How to complete this task: Among the entries, which lines carry the string "instance"? Copy every one.

Entries supplied:
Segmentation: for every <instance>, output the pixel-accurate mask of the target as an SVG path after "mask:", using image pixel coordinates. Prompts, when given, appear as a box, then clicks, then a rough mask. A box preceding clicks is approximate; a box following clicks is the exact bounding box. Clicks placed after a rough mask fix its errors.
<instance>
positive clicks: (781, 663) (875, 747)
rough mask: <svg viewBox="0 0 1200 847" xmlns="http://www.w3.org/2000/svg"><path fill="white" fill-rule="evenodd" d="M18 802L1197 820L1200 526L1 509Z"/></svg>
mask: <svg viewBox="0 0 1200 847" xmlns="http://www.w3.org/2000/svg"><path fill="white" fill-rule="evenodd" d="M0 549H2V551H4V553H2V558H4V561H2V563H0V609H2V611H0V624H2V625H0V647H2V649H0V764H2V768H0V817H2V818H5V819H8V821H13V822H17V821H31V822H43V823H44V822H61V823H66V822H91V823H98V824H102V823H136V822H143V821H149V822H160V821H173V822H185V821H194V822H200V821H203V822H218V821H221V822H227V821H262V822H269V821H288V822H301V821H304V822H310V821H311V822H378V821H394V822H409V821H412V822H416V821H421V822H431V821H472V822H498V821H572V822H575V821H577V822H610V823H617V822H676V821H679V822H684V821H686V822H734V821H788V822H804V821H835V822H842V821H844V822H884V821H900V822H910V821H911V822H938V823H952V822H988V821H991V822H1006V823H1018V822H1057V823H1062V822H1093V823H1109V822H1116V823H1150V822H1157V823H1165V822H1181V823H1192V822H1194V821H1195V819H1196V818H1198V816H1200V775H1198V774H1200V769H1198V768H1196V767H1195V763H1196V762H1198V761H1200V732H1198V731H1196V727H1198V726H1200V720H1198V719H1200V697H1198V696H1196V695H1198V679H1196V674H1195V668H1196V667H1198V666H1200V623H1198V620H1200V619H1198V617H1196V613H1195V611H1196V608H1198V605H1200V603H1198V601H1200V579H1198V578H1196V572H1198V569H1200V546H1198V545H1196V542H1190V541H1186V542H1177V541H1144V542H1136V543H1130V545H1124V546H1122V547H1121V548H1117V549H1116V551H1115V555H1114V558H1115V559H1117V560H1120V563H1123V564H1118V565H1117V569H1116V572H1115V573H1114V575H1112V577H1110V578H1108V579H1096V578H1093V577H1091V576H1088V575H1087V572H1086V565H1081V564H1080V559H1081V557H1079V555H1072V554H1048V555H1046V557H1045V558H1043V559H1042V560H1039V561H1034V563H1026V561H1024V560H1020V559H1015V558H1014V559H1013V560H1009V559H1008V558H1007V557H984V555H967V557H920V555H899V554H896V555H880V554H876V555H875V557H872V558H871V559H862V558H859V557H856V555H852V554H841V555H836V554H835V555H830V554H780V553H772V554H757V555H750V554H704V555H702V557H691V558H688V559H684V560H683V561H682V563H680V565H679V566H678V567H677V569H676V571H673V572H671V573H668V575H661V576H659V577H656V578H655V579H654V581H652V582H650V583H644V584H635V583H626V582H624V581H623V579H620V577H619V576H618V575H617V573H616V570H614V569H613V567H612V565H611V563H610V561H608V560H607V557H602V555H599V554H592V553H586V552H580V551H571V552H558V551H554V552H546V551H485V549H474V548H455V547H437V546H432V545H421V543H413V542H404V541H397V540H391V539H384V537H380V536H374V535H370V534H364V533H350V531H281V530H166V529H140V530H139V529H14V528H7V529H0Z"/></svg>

Output:
Segmentation: for every <instance>, output the pixel-accurate mask of the target as an SVG path after "mask:", using image pixel coordinates. Prompts, when given, appear as a box, then clicks, then a rough mask. A box preceding clicks is approximate; a box following clicks is the exact bounding box. Clicks placed after a rough mask fix its errors.
<instance>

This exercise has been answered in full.